• **Exercise goal**
Please answer this from the KIMS brokerage passage below: what was the in-patient discharged volume in Q2FY22?

**** Passage shown ****

According to the brokerage "KIMS's occupancy stood at 59.8% in Q2FY22 as against 55.1% in Q2FY21 (62.2% in the previous quarter). The company's occupancy rate improved by 470bps YoY due to pick-up in elective surgeries. The average revenue per operating bed (ARPOB) improved to Rs 24,887 (down 5.8%/8.8% YoY/QoQ) compared to Rs 21,591 reported in Q4FY21 (similar period due to low covid revenue) due to an increase in complex surgeries and procedures. The average length of stay (ALOS) improved from 5.06 days in Q4FY21 and 5.47 days in Q1FY22 to 4.61 days in Q2FY22. The company saw robust out-patient (OP) & in-patient (IP) growth across the hospitals during the quarter. IP discharged volume increased to 36,205 in Q2FY22 against 31,709 in the previous quarter. IP volume increased by 25.4% YoY as volume for major specialties has increased on account of normalization. OP consultation volume increased to 2.80 lakhs (+54.7%/53.6% YoY/QoQ)."
Buy With A Target Price of Rs 1709
According to the brokerage "KIMS is planning to add over 1600 beds over next three-four years with an approximate cost of Rs 9-11 million per bed marking a total outlay of Rs 1400-1500cr (annual CAPEX of Rs 300-400cr). While initial losses from newly set up hospitals are expected, operating margins may moderate over the medium term, but we expect margins to remain healthy. To offer affordable healthcare services and improve its financials, KIMS is focused on improving its occupancy rates and maximizing operating efficiencies across its network. Around 15% of bed capacity is ready to get operational, supporting healthy topline growth. Strong brand reputation in South India, extensive experience of the promoters and association of renowned doctors & experienced consultants augurs well for the company's growth and margins."
The brokerage has claimed that "We expect KIMS to clock 22.7% revenue CAGR (including Sunshine Hospitals) on the back of better bed occupancy rate, increase in operational beds and improvement in ARPOB with superior clinical case mix over FY21-24E. On account of superior margin profile and operational efficiency due to healthy topline growth, we expect the company to deliver EBITDA/PAT CAGR of 20.1%/20.4% over FY21-24E. We think the fair value of the stock is Rs 1587 (19x FY24 EV/EBITDA, 36x FY24E EPS) and the bull case fair value is Rs 1709 (20.5x FY24 EV/EBITDA, 39x FY24E EPS) over the next two quarters. Investors can buy the stock in the band of Rs 1438-1448 (17x FY24 EV/EBITDA, 32.8x FY24E EPS) and add on dips to Rs 1308-1312 band (15.5x FY24 EV/EBITDA, 29.8x FY24E EPS)."
The above stock has been picked from the brokerage report of HDFC Securities. Investing in equities poses a risk of financial losses. Investors must therefore exercise due caution. Greynium Information Technologies, the author, and the brokerage house are not liable for any losses caused as a result of decisions based on the article.

**** Data ****

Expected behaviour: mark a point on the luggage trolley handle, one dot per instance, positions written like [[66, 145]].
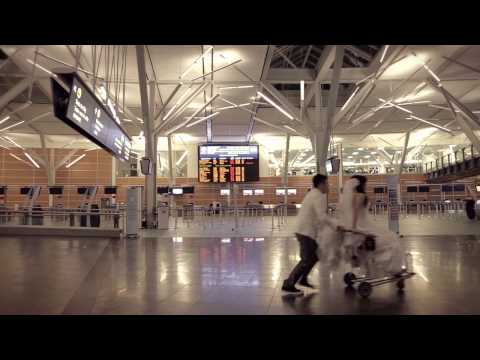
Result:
[[369, 243]]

****

• **Exercise result**
36,205